Assignment:
Please repeat the entries word for word and keep the images out.

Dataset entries
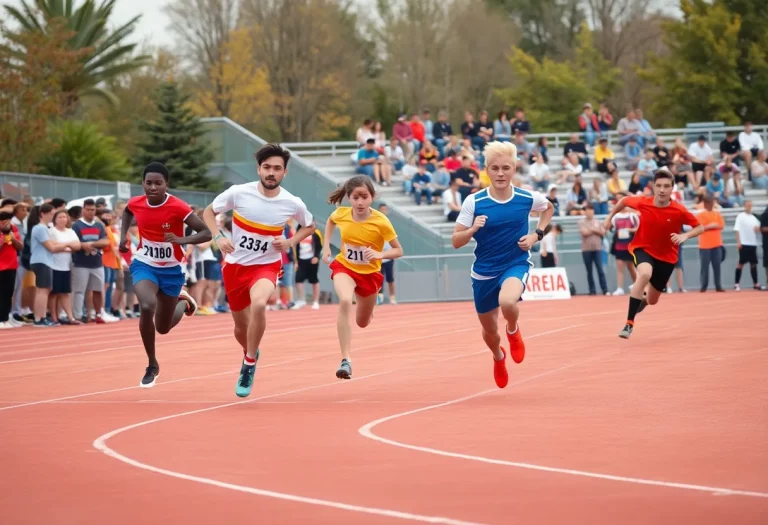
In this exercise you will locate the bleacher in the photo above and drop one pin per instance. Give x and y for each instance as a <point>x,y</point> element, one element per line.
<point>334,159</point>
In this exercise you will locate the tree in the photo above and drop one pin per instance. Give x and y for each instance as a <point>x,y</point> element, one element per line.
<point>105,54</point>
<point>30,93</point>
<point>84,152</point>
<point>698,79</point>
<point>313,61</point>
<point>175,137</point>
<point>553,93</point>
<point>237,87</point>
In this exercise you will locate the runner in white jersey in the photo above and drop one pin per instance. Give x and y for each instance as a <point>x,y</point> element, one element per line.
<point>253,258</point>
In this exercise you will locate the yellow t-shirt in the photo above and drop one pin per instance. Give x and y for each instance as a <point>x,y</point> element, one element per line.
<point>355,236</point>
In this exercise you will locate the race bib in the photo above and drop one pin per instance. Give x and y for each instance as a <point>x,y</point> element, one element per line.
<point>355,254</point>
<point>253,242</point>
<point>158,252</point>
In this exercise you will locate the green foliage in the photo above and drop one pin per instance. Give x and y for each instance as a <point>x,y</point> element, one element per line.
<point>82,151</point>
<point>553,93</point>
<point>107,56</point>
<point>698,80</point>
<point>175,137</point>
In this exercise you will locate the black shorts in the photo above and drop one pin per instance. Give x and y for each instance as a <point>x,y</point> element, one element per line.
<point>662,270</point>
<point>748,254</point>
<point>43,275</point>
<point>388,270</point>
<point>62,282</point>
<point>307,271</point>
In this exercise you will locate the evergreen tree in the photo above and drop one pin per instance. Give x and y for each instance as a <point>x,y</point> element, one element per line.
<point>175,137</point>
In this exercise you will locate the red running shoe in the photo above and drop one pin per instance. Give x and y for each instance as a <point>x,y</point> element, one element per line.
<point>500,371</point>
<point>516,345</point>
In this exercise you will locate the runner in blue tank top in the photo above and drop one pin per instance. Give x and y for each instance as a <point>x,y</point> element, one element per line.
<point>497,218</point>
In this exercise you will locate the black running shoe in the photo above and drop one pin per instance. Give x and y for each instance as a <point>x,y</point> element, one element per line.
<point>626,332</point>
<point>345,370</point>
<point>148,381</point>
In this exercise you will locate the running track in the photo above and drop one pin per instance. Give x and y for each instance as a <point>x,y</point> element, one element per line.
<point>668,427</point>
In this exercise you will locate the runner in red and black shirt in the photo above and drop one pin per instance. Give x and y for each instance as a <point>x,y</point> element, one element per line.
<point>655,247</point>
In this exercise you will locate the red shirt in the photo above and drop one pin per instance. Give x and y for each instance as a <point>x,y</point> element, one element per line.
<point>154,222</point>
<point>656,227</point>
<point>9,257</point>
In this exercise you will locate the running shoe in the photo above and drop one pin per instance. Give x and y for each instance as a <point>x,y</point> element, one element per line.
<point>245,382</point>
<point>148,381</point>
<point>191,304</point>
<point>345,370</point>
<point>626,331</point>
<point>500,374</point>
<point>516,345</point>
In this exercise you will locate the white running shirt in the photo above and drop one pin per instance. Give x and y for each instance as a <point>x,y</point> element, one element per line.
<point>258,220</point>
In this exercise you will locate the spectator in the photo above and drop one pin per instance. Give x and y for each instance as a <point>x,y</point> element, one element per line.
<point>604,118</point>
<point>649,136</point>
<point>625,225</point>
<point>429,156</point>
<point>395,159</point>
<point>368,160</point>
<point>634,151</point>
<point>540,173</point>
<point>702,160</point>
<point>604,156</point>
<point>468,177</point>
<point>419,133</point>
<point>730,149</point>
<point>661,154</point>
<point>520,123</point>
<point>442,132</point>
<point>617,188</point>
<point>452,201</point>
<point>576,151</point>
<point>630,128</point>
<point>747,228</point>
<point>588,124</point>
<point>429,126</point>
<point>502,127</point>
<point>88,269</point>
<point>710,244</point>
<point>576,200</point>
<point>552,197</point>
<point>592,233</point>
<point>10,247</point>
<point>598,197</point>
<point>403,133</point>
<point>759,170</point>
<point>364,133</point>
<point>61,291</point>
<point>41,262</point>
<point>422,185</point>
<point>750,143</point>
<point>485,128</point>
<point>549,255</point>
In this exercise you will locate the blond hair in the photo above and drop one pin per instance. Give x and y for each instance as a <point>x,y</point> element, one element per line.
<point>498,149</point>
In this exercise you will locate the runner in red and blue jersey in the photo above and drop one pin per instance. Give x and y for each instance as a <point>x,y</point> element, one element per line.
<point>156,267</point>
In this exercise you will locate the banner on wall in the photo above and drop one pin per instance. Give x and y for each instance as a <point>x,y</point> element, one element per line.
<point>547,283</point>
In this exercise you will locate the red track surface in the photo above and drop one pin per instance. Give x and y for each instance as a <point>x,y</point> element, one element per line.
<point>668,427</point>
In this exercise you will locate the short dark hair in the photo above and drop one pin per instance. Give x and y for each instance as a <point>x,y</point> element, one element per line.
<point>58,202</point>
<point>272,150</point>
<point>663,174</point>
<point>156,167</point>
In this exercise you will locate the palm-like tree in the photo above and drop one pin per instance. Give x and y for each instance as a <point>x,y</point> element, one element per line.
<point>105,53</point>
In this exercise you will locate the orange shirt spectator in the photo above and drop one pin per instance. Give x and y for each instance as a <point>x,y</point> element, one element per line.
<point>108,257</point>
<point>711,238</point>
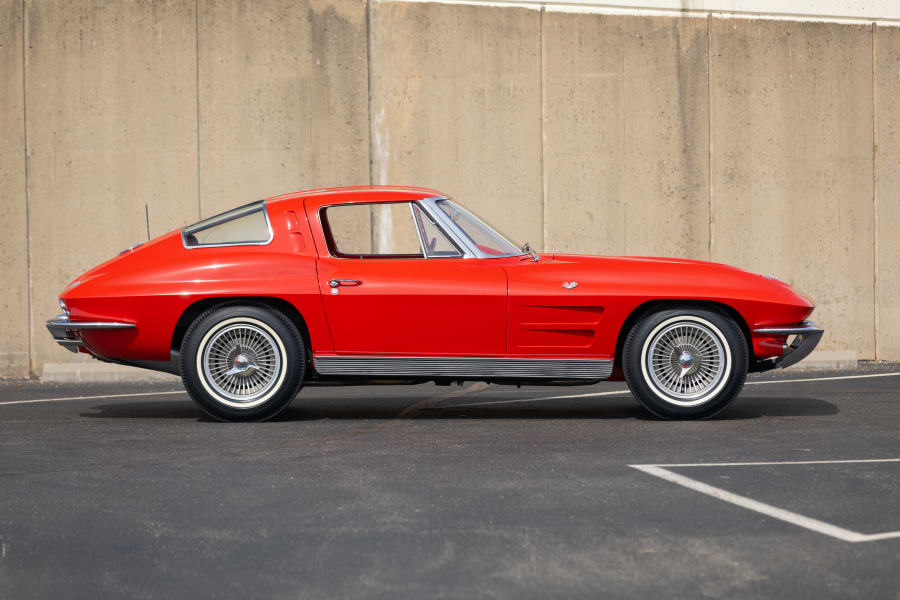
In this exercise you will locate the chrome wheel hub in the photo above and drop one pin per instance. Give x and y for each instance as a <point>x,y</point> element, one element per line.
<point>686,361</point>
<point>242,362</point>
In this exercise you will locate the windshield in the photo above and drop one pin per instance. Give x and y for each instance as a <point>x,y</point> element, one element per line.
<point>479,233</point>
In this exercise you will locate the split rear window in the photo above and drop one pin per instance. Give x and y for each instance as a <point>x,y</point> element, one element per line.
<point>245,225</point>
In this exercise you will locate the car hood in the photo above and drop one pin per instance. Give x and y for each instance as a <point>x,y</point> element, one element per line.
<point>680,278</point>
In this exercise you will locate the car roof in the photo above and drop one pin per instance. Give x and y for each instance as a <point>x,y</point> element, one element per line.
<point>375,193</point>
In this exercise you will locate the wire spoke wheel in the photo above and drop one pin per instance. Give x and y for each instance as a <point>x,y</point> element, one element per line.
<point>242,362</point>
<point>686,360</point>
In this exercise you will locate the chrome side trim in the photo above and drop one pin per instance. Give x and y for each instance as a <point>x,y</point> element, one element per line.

Exercise result:
In this exercise you will locate the bleacher in the photo above and drop one pin per instance. Give x and y for each instance as a <point>x,y</point> element, one element per line.
<point>334,159</point>
In this exercise you will locate the tree in the photo above and drop one pin per instance. Give x and y for each instance as a <point>x,y</point> element, one element per line.
<point>105,54</point>
<point>30,93</point>
<point>84,152</point>
<point>698,79</point>
<point>313,61</point>
<point>175,137</point>
<point>553,93</point>
<point>237,87</point>
In this exercise you will locate the runner in white jersey in the photo above and drop one pin per instance. Give x and y for each instance as a <point>x,y</point> element, one element per line.
<point>253,258</point>
In this exercise you will locate the yellow t-shirt in the photo above and drop one pin per instance. Give x and y for each instance as a <point>x,y</point> element, one element per line.
<point>355,236</point>
In this exercise you will locate the race bib in the photo above and drop one pin per instance. Give x and y for each instance as a <point>x,y</point> element, one element per line.
<point>355,254</point>
<point>253,242</point>
<point>158,252</point>
In this exercise you will locate the green foliage in the photo above and drop one pin per instance. Give x and y for each instance as a <point>x,y</point> element, one element per line.
<point>82,151</point>
<point>553,93</point>
<point>107,56</point>
<point>698,80</point>
<point>175,137</point>
In this exercise you will locate the black shorts in the photo above and drop one pin per instance. Give x and y for each instance as a <point>x,y</point> element, one element per line.
<point>662,270</point>
<point>748,254</point>
<point>43,275</point>
<point>388,270</point>
<point>62,282</point>
<point>307,271</point>
In this exercise you will locate the evergreen tree in the photo above and drop one pin per instance. Give x and y for each instance as a <point>x,y</point> element, one element per line.
<point>175,137</point>
In this exercise you will locate the red running shoe in the photo above and drop one pin per instance. Give x and y for each instance as a <point>x,y</point> element, one element per line.
<point>500,371</point>
<point>516,345</point>
In this exercise you will locate the runner in blue tank top in the photo above and drop one pin per instance. Give x and y for each instance as a <point>x,y</point> element, one element per line.
<point>497,218</point>
In this exercise you will locate the black running shoe in the photo above and drop one pin per instance. Give x and y for each instance as a <point>x,y</point> element, one element per line.
<point>626,332</point>
<point>345,370</point>
<point>148,381</point>
In this exercise you will locate the running track in the photo above and drop one pin per instance. Give x and y for each instance as a <point>x,y</point> element, one element per line.
<point>668,427</point>
In this exercise you will locate the runner in red and black shirt in the photo above and drop one pin per instance. Give x and y for each instance as a <point>x,y</point> element, one element per line.
<point>655,247</point>
In this exercise you will locate the red shirt in the photo above and drop one pin per instance. Give x and y for each instance as a <point>x,y</point> element, one element per line.
<point>154,222</point>
<point>656,227</point>
<point>9,257</point>
In this exercise you will locate the running shoe in the photo above and drop one pin per instance. Give x and y for each instance as a <point>x,y</point> element, one element per line.
<point>245,382</point>
<point>148,381</point>
<point>191,304</point>
<point>345,370</point>
<point>626,331</point>
<point>500,374</point>
<point>516,345</point>
In this exercise you will locate the white running shirt in the photo above and drop one pin per instance. Give x and y for each instance as a <point>x,y</point> element, one element per line.
<point>258,220</point>
In this exercise you will locate the spectator in the photo above and drop one pin per instance. Give x and y for each instance as a <point>x,y</point> element, one element per line.
<point>604,118</point>
<point>649,136</point>
<point>625,225</point>
<point>429,156</point>
<point>395,159</point>
<point>368,160</point>
<point>634,151</point>
<point>540,173</point>
<point>702,160</point>
<point>604,156</point>
<point>468,177</point>
<point>419,133</point>
<point>730,149</point>
<point>661,154</point>
<point>520,123</point>
<point>442,132</point>
<point>617,188</point>
<point>452,201</point>
<point>576,151</point>
<point>630,128</point>
<point>747,228</point>
<point>588,124</point>
<point>429,126</point>
<point>502,127</point>
<point>88,269</point>
<point>710,244</point>
<point>576,200</point>
<point>552,197</point>
<point>592,233</point>
<point>10,247</point>
<point>598,197</point>
<point>403,133</point>
<point>759,170</point>
<point>364,133</point>
<point>61,291</point>
<point>41,262</point>
<point>422,185</point>
<point>750,143</point>
<point>485,128</point>
<point>549,255</point>
In this exercise you will locate the blond hair in the photo above and drop one pin per instance. Give x and y for each instance as a <point>x,y</point> element, one element per line.
<point>498,149</point>
In this exercise you will locate the runner in red and blue jersey in the photo above and drop one pin per instance. Give x and y for each instance as a <point>x,y</point> element, one element per line.
<point>156,267</point>
In this exercise you will locate the banner on wall in the photo above and drop one pin per instance. Give x and y for each instance as a <point>x,y</point> element, one element per line.
<point>547,283</point>
In this exercise you will locate the red track surface in the photo above and drop one pin per instance. Give x and y for each instance as a <point>x,y</point> element, one element per line.
<point>668,427</point>
In this exercise you will locate the short dark hair in the photo above and drop one pin per instance. Give x and y for each instance as a <point>x,y</point> element, one element per line.
<point>58,202</point>
<point>272,150</point>
<point>663,174</point>
<point>156,167</point>
In this exercise you will locate the palm-like tree in the photo above and drop one pin per instance. Give x and y for each instance as a <point>x,y</point> element, one element per line.
<point>105,53</point>
In this exercise you will locate the orange shirt spectator in the photo above and drop one pin per instance. Give x and y for each instance as a <point>x,y</point> element, one element per line.
<point>108,257</point>
<point>711,238</point>
In this exercise you will locate the chrome wheel hub in the photo above and drop one pin per instance. Give x and y for each instance as a <point>x,y</point> element, one element per line.
<point>686,361</point>
<point>242,362</point>
In this exercise you will locate the windshield in the photo above and drop one pin per instance. Give x and y for each instance as a <point>x,y</point> element, one element per line.
<point>479,233</point>
In this exercise you will locate the split rear window in the photo above and drop one pin per instance. Give x and y for each instance as a <point>x,y</point> element, one element per line.
<point>245,225</point>
In this exercise you will locate the car hood in the photo above and drop one pin per instance. Give x and y for each instance as a <point>x,y</point> element, one element per line.
<point>680,278</point>
In this exercise you will locate the car roof in the photo above and drop one pin per instance. Give x and y for each instance as a <point>x,y</point> element, one element per line.
<point>375,193</point>
In this exercise you will locate the wire spoke wheel in the photo above and drop one pin per instance. Give x and y for each instance as a <point>x,y</point> element, one element per line.
<point>242,362</point>
<point>686,360</point>
In this exercise you will locate the chrome side trim in the photo above and drop one pin per instance. Give x and y for each instance as a <point>x,y</point> element, one element per line.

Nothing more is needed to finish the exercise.